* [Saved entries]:

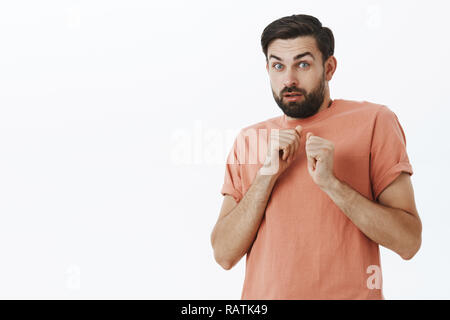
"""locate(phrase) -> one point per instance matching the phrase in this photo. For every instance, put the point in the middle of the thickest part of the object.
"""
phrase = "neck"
(325, 105)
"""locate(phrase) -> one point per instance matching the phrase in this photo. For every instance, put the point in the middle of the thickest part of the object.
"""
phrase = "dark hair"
(291, 27)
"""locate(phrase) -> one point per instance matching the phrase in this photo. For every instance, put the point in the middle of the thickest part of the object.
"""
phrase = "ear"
(330, 67)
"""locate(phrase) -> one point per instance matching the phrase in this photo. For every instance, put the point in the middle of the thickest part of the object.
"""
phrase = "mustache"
(293, 90)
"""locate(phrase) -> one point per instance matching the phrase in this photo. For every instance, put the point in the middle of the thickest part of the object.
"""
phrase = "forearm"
(234, 234)
(392, 228)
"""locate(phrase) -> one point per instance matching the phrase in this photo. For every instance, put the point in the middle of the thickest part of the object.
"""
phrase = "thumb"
(311, 164)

* [Exercise]:
Could you restate the entries word for word, skipping any pictures?

* [Answer to the exercise]:
"""locate(phrase) -> one point per instance matching the phrase in this photo. For every instance, put the point in the middle of the thickest part of the object.
"""
phrase = "neck"
(325, 105)
"""locate(phrase) -> one point per instance matching the phrase in this photo. For every instance, put the point in the middle of the thickest part of the object.
"""
phrase = "dark hair"
(291, 27)
"""locate(phrase) -> one point per instance matching the phrase in this photo. For every instance, put the point in the middle of the thickest part of the object.
"""
phrase = "ear"
(330, 67)
"""locate(phrase) -> one point per instance matching the phrase in this photo. For every instance, put the point in the middle of the thickest part of the object.
"""
phrase = "mustache"
(293, 90)
"""locate(phrase) -> one point per instance matching the phrase in this photo. For every instance, put the point in the middle of the thickest part of the object.
"""
phrase = "forearm"
(234, 234)
(392, 228)
"""locate(phrase) -> one point per instance matching the phrase in this photo. For every instance, put the point in the middle of the thickest part of the object.
"""
phrase = "thumb"
(311, 164)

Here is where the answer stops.